» **WORK TASK 1**:
List every abbreviation used in the passage about foreigners' status in China, in the order they appear.
» **WORK TASK 2**:
Pick up the passage about foreigners' status in China after its final sentence and continue it in the same voice.

» **READING PASSAGE**:
Just this week, the Chinese have forbidden the mixture of English words or acronyms into Mandarin sentences, and who can blame them for trusting their instincts and fearing our influence, linguistic or otherwise? From the Treaty of Nanjing (1842) to the Eight Nations Gathering (a.k.a. Boxer Rebellion of 1900) and beyond, colonialism and imperialism have been felt here, and perhaps are still at work in the form of the WTO and financial bubbles. In spite of a history of transgression by foreign devils, fair-skinned outsiders are given automatic social status by their Chinese hosts. The status we receive in the guest-host relationship is so great that agencies exist to employ us as temporary figureheads for imaginary companies in order to impress locals, who think their firm is somehow bolstered by its association with one that is foreign-owned or operated. Because of this questionable status, we are hired to speak in our native English for just a few minutes to uncomprehending Chinese audiences in order to give some mundane speech that will only be understood after the verbiage has been interpreted back into the Mandarin from whence it came. How do I know? There’s a CNN article and video news report to this effect, and I was also hired for this purpose one week ago.

» **EXTRACTED ENTRIES**:
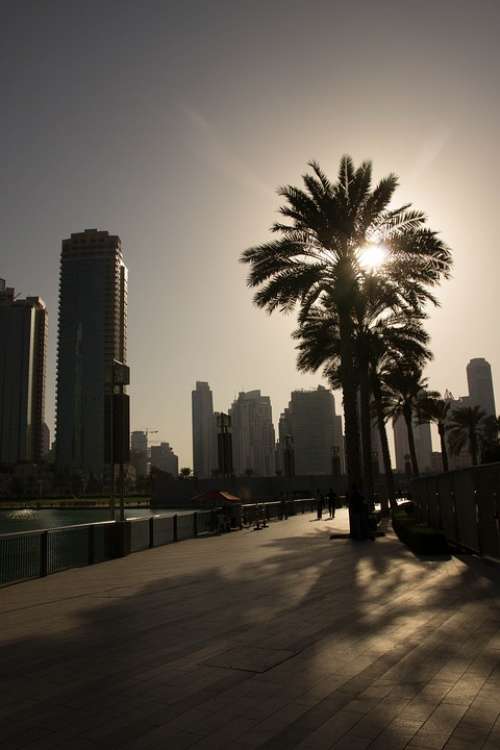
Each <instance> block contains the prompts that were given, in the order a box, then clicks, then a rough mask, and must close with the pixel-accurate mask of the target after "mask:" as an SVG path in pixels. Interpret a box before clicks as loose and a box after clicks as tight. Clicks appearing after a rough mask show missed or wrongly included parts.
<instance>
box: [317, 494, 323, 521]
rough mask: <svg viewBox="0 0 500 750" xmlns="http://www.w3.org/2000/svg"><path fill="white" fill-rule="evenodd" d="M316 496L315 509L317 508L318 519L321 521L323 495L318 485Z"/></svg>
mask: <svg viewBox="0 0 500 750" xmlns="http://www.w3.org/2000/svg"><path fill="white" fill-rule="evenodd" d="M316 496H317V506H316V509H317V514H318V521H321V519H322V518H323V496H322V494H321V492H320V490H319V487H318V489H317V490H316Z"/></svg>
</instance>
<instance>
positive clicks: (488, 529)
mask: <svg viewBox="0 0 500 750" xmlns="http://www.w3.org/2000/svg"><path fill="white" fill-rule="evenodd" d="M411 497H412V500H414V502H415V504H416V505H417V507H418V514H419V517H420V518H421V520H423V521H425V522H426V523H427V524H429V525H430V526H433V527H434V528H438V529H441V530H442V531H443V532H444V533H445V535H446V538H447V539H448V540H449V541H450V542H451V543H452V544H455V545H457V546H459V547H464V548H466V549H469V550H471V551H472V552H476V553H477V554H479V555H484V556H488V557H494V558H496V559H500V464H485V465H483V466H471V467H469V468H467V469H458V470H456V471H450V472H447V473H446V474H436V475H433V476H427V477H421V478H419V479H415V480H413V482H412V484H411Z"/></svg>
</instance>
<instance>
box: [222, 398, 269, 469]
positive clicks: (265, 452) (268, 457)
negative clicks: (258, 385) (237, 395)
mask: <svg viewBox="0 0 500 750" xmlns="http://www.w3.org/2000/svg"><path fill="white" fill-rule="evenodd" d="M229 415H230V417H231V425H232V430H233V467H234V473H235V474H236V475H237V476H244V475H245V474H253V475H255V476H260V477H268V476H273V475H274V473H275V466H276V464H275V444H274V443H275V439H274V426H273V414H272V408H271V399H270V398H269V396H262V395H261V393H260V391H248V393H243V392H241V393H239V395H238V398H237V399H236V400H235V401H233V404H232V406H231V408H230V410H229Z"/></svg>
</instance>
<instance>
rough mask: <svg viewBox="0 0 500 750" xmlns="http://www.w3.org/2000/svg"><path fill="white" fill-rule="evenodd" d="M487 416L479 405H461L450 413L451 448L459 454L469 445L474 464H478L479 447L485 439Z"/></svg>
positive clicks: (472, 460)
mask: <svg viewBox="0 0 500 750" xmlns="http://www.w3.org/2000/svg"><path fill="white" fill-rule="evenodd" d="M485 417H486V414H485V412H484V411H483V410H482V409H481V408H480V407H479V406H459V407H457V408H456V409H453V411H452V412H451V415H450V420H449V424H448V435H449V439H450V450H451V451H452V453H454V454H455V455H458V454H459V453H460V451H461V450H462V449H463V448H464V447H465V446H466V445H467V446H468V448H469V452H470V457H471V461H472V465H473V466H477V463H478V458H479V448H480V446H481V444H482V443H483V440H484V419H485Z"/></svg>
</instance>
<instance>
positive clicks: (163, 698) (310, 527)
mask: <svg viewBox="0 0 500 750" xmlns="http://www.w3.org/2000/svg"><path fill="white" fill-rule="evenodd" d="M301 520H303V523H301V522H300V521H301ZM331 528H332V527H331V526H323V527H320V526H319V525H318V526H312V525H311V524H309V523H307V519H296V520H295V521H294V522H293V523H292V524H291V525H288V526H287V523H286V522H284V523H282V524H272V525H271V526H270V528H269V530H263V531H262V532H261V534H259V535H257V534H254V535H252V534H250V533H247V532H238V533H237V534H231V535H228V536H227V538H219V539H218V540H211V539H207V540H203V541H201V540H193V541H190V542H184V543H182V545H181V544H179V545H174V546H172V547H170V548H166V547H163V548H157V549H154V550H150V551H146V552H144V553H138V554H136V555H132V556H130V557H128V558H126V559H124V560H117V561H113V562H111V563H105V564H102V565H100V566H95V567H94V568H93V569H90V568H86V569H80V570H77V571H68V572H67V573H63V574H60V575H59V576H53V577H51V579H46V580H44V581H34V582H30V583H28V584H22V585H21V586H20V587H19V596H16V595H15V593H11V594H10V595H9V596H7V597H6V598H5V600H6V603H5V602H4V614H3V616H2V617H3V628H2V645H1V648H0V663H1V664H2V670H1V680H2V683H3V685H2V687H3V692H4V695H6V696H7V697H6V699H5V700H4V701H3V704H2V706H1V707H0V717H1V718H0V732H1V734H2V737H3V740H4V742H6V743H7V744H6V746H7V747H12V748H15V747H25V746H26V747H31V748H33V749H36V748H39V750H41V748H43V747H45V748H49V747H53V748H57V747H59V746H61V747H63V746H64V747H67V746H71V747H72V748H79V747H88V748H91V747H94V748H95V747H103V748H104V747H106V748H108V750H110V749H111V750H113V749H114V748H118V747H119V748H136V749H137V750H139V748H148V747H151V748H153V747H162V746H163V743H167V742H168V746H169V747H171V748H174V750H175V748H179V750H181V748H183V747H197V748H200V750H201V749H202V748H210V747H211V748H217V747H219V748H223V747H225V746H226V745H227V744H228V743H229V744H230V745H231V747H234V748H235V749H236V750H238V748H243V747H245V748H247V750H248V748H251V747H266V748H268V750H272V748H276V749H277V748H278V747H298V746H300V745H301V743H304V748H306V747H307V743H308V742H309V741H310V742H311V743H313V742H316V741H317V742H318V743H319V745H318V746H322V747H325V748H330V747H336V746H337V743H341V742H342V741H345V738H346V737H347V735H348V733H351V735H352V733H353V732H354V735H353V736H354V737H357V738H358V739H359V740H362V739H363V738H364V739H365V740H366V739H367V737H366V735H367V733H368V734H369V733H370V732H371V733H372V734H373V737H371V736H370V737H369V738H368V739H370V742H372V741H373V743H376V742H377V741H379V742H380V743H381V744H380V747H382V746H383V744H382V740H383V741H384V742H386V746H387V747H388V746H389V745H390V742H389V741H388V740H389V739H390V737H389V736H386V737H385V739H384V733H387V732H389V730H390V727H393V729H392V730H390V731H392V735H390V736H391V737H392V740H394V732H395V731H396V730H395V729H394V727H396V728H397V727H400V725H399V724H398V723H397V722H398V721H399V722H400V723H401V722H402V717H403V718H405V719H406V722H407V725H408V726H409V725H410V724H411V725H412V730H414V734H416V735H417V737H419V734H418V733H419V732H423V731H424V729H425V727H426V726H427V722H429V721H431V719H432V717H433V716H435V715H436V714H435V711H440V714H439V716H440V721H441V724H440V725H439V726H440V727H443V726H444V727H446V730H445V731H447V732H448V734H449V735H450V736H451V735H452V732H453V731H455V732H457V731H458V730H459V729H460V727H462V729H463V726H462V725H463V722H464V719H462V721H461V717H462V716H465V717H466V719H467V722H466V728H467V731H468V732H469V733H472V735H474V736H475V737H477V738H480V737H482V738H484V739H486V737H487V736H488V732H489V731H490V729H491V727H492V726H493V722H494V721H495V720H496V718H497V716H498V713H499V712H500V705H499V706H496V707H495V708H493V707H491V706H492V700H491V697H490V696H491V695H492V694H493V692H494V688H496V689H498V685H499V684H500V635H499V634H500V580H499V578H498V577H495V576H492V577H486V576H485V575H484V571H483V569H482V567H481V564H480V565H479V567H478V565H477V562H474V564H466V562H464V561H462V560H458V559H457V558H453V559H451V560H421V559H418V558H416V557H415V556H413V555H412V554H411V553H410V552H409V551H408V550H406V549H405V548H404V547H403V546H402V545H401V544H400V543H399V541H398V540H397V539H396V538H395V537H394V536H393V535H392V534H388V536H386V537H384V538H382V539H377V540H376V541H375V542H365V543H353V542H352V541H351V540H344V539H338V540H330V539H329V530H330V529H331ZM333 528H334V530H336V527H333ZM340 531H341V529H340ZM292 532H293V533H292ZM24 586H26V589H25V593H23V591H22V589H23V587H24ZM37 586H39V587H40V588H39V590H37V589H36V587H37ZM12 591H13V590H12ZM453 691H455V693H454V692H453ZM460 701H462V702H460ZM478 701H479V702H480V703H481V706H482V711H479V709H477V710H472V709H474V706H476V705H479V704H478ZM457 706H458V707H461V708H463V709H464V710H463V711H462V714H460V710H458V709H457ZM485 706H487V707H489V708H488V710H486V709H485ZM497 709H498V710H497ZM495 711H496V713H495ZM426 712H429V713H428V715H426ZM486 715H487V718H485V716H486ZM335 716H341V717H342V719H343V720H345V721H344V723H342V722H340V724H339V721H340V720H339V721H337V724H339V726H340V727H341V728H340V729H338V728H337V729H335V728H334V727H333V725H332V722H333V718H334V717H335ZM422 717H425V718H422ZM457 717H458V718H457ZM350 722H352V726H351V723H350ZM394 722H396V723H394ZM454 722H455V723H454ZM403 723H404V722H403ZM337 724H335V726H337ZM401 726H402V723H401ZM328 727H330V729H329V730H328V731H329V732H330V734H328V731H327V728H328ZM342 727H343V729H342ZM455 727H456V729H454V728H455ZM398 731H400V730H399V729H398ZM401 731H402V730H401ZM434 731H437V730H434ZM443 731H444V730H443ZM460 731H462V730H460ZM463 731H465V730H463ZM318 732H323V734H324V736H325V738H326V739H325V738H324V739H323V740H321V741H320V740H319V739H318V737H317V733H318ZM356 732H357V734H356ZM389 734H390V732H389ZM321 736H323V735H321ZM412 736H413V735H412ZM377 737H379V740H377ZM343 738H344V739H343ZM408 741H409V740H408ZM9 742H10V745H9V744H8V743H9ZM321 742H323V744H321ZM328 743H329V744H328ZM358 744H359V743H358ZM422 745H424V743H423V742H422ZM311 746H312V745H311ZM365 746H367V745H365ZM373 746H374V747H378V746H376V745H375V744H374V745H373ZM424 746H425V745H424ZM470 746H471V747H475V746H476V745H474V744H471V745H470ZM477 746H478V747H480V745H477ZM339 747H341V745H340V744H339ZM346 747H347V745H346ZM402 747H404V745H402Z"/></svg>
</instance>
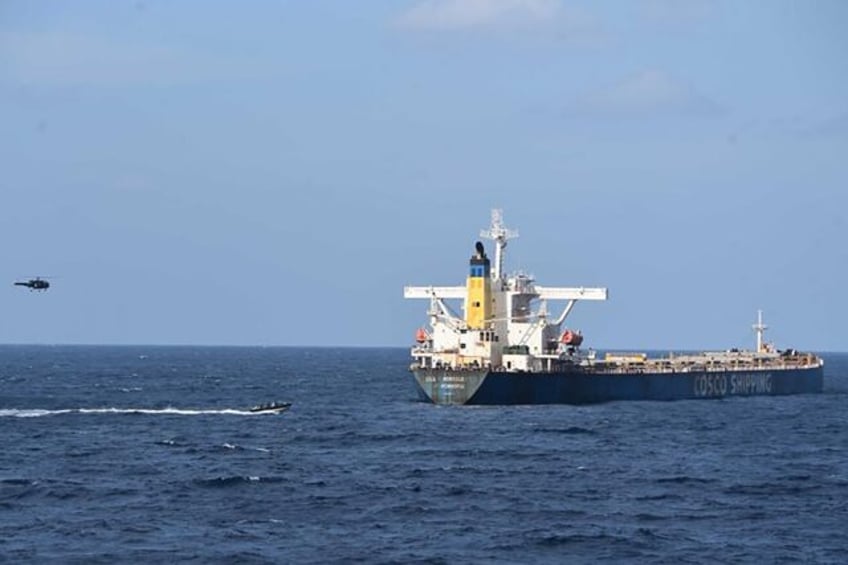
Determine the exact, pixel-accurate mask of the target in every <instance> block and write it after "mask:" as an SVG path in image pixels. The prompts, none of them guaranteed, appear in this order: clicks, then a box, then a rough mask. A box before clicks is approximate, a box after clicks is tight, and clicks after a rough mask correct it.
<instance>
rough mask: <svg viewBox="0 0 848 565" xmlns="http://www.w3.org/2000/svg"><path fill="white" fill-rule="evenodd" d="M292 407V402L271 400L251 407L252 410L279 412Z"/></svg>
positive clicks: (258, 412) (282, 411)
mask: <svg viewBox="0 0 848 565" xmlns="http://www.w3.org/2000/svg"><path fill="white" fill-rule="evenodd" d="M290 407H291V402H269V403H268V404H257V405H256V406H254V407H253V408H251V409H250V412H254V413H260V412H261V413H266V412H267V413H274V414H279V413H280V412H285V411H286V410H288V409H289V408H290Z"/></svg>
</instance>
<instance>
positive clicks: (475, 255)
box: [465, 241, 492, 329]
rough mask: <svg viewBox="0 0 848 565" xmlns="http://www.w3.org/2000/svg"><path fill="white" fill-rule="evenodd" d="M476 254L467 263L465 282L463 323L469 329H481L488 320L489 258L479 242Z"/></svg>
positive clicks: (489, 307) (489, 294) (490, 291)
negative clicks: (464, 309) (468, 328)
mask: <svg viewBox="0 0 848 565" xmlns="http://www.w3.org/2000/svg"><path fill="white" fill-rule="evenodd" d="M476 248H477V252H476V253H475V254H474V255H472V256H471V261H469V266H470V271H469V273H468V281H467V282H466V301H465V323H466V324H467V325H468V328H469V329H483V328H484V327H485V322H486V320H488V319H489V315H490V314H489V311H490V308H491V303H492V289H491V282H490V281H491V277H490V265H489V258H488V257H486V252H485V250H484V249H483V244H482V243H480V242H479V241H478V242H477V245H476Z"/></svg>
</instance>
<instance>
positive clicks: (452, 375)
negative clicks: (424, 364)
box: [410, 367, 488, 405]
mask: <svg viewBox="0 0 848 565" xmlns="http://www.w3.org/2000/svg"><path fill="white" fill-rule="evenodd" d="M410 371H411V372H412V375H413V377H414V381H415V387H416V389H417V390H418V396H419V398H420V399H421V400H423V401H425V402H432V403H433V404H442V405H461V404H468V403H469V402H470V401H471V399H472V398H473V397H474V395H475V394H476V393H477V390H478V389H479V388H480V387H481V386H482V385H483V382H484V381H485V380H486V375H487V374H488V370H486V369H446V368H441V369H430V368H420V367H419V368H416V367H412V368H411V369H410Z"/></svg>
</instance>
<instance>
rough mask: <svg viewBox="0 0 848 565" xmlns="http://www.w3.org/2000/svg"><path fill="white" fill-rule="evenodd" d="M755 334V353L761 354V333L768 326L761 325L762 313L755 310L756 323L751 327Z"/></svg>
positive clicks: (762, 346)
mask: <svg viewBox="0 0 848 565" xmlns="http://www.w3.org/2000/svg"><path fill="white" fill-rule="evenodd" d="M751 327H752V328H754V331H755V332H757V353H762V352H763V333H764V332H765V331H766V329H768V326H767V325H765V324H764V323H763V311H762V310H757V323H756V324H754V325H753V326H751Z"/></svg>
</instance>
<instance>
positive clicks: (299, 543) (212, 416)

» **RESPONSE 1**:
a.k.a., WTO, CNN

» **RESPONSE 2**:
A Chinese teacher in the university where I work earns a commission by referring people like me to an agency for light-skinned foreign speakers. She asked me to appear in my best suit and tie and give a one-minute speech to some unknown group of people in a hotel downtown. The money was good, I could leave after I spoke, and door-to-door transport would be provided from my apartment, so off I went. The place was completely decked out for a party and resembled a Chinese wedding. There were about 25 tables and each of their ten chairs was covered in a gilded, form-fitting fabric wrapper. There were gift bags, toys, trays full of peanuts and sunflower seeds, noise-makers, and lots of booze for each table. Balloons and waitresses were abundant and some extremely loud music was blaring non-stop to prevent any troublesome cogitation by those whose brains were not sufficiently lubricated by the strong-smelling rice wine. I was given a scrap of paper with a very short speech in English, my escort’s was written in Chinese, and it would take us less than a minute to alternately recite them. From my paper I learned that I was congratulating sales representatives of a cosmetics firm for being connected to companies from both Hong Kong and France. Double prestigiousness!!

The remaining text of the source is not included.